*Work instruction:*
Nothing in the records may change. Output them all exactly.

(Stored records)
****************

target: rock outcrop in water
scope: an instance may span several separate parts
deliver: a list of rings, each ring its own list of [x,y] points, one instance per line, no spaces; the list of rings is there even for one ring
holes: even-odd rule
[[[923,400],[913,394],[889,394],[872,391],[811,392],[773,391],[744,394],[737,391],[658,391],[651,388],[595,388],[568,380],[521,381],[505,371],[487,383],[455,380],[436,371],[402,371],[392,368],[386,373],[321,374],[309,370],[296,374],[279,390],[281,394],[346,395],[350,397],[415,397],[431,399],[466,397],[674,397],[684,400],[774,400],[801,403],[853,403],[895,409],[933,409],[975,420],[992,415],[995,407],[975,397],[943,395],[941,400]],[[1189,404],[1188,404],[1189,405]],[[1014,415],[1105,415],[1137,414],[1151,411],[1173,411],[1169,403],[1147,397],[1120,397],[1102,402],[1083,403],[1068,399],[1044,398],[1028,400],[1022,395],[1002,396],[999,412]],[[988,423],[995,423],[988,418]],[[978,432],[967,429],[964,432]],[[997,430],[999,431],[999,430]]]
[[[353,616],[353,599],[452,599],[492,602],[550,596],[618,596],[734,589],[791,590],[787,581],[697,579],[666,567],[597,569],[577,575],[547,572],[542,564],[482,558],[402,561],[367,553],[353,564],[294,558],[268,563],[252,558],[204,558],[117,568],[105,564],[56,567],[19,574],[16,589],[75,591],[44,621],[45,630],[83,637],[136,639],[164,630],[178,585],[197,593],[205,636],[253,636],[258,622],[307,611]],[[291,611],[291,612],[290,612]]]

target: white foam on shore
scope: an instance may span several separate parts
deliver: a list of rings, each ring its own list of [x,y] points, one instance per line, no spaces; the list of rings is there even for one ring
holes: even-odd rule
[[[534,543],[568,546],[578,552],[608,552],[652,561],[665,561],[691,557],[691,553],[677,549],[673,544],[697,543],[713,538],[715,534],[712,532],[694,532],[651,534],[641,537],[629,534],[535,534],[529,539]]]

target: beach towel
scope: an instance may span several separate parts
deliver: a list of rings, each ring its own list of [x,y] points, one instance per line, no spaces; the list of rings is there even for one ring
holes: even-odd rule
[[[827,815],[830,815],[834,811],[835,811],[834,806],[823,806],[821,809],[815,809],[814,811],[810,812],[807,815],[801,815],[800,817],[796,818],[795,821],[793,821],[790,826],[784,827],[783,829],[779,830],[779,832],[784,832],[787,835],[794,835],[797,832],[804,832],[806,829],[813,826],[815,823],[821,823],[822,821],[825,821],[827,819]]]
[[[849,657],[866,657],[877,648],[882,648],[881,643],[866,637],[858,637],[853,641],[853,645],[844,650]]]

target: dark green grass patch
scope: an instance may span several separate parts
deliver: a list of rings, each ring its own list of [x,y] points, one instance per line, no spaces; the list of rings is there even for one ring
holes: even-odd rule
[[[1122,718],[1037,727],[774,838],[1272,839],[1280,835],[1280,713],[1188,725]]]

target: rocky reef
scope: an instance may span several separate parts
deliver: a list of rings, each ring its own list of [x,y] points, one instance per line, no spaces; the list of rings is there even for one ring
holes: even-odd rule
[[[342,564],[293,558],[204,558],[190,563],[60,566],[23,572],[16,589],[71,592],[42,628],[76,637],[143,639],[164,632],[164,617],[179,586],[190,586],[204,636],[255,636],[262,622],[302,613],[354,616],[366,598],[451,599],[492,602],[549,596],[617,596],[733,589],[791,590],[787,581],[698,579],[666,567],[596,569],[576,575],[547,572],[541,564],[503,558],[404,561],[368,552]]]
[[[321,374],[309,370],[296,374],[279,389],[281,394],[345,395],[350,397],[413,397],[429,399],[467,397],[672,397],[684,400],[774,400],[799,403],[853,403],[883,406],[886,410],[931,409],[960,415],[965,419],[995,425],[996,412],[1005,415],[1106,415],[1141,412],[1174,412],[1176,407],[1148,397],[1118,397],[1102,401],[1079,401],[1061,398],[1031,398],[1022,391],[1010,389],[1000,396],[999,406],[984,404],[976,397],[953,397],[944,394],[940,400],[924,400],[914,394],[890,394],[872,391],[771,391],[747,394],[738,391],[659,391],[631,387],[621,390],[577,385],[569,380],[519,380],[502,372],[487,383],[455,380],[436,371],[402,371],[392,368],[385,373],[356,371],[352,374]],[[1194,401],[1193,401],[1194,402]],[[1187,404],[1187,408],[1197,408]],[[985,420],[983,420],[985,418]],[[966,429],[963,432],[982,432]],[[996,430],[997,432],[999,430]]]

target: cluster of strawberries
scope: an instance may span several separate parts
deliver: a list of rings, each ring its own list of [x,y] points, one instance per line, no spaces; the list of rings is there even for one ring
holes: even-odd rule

****************

*Response to the exercise:*
target: rock outcrop in water
scope: an instance may span several separate parts
deliver: a list of rings, each ring its own list of [x,y] points, one instance per line, no spaces; the list of rings is there even for one ring
holes: even-odd rule
[[[923,400],[913,394],[889,394],[872,391],[811,392],[773,391],[744,394],[737,391],[658,391],[651,388],[595,388],[568,380],[521,381],[505,371],[487,383],[455,380],[436,371],[402,371],[392,368],[386,373],[321,374],[309,370],[296,374],[279,390],[281,394],[346,395],[350,397],[415,397],[431,399],[466,397],[674,397],[684,400],[774,400],[801,403],[853,403],[895,409],[933,409],[975,420],[992,415],[995,407],[975,397],[943,395],[941,400]],[[1189,404],[1188,404],[1189,405]],[[1014,415],[1105,415],[1137,414],[1151,411],[1173,411],[1169,403],[1147,397],[1120,397],[1102,402],[1083,403],[1068,399],[1044,398],[1028,400],[1022,395],[1002,396],[999,412]],[[988,423],[995,423],[988,418]],[[978,432],[967,429],[964,432]],[[997,430],[999,431],[999,430]]]
[[[353,616],[353,599],[452,599],[492,602],[550,596],[618,596],[734,589],[791,590],[787,581],[697,579],[666,567],[597,569],[577,575],[547,572],[542,564],[482,558],[402,561],[367,553],[353,564],[294,558],[268,563],[252,558],[204,558],[117,568],[105,564],[56,567],[19,574],[16,589],[75,591],[44,621],[45,630],[83,637],[136,639],[164,630],[178,585],[197,593],[205,636],[253,636],[258,622],[307,611]],[[291,611],[291,612],[290,612]]]

target: white foam on shore
scope: an instance may span several separate parts
deliver: a list of rings, each ring its own list of [x,y] points, one instance per line, no spaces; the list of rings is there even for one ring
holes: even-odd rule
[[[534,543],[568,546],[578,552],[608,552],[652,561],[665,561],[691,557],[691,553],[677,549],[673,544],[697,543],[713,538],[715,534],[712,532],[694,532],[651,534],[641,537],[629,534],[535,534],[529,539]]]

target: beach towel
scope: an instance may span several separate parts
deliver: a list of rings, each ring its own list of [x,y] points, one instance per line, no spaces; the list of rings is there even for one ring
holes: even-odd rule
[[[827,815],[830,815],[834,811],[835,811],[834,806],[823,806],[821,809],[815,809],[814,811],[810,812],[807,815],[801,815],[800,817],[796,818],[795,821],[793,821],[790,826],[784,827],[783,829],[779,830],[779,832],[784,832],[787,835],[794,835],[797,832],[804,832],[806,829],[813,826],[815,823],[821,823],[822,821],[825,821],[827,819]]]
[[[849,657],[866,657],[877,648],[882,648],[881,643],[866,637],[858,637],[853,641],[853,645],[844,650]]]

target: dark green grass patch
scope: an instance may span several separate parts
deliver: a list of rings, each ring its own list of [x,y] points, one instance per line, no spaces; the list of rings is there even for one ring
holes: even-odd rule
[[[1122,718],[1037,727],[774,838],[1272,839],[1280,835],[1280,713],[1188,725]]]

target: rocky reef
scope: an instance may span several separate parts
deliver: a list of rings, each ring its own list of [x,y] points, one instance per line, no spaces; the list of rings is there even for one ring
holes: even-odd rule
[[[342,564],[293,558],[204,558],[190,563],[60,566],[23,572],[16,589],[71,592],[42,628],[76,637],[143,639],[164,632],[164,617],[179,586],[190,586],[204,636],[255,636],[262,622],[302,613],[354,616],[366,598],[451,599],[492,602],[549,596],[617,596],[733,589],[791,590],[787,581],[698,579],[666,567],[596,569],[576,575],[547,572],[541,564],[503,558],[404,561],[368,552]]]
[[[321,374],[309,370],[296,374],[279,389],[281,394],[345,395],[350,397],[413,397],[429,399],[467,397],[672,397],[684,400],[774,400],[799,403],[853,403],[883,406],[886,410],[931,409],[960,415],[965,419],[995,425],[996,412],[1005,415],[1106,415],[1141,412],[1174,412],[1176,407],[1148,397],[1118,397],[1102,401],[1079,401],[1061,398],[1031,398],[1022,391],[1010,389],[1000,396],[999,406],[984,404],[976,397],[953,397],[944,394],[940,400],[924,400],[914,394],[890,394],[872,391],[771,391],[747,394],[738,391],[659,391],[631,387],[621,390],[577,385],[569,380],[519,380],[502,372],[487,383],[455,380],[436,371],[402,371],[392,368],[385,373],[356,371],[352,374]],[[1194,401],[1193,401],[1194,402]],[[1187,404],[1187,408],[1197,408]],[[985,420],[983,420],[985,418]],[[966,429],[963,432],[982,432]],[[996,430],[997,432],[999,430]]]

target: cluster of strawberries
scope: an instance may span several separate parts
deliver: a list of rings, each ring its own list of [x,y] points, one instance per line, no spaces; the list of rings is there even for one ring
holes: even-odd rule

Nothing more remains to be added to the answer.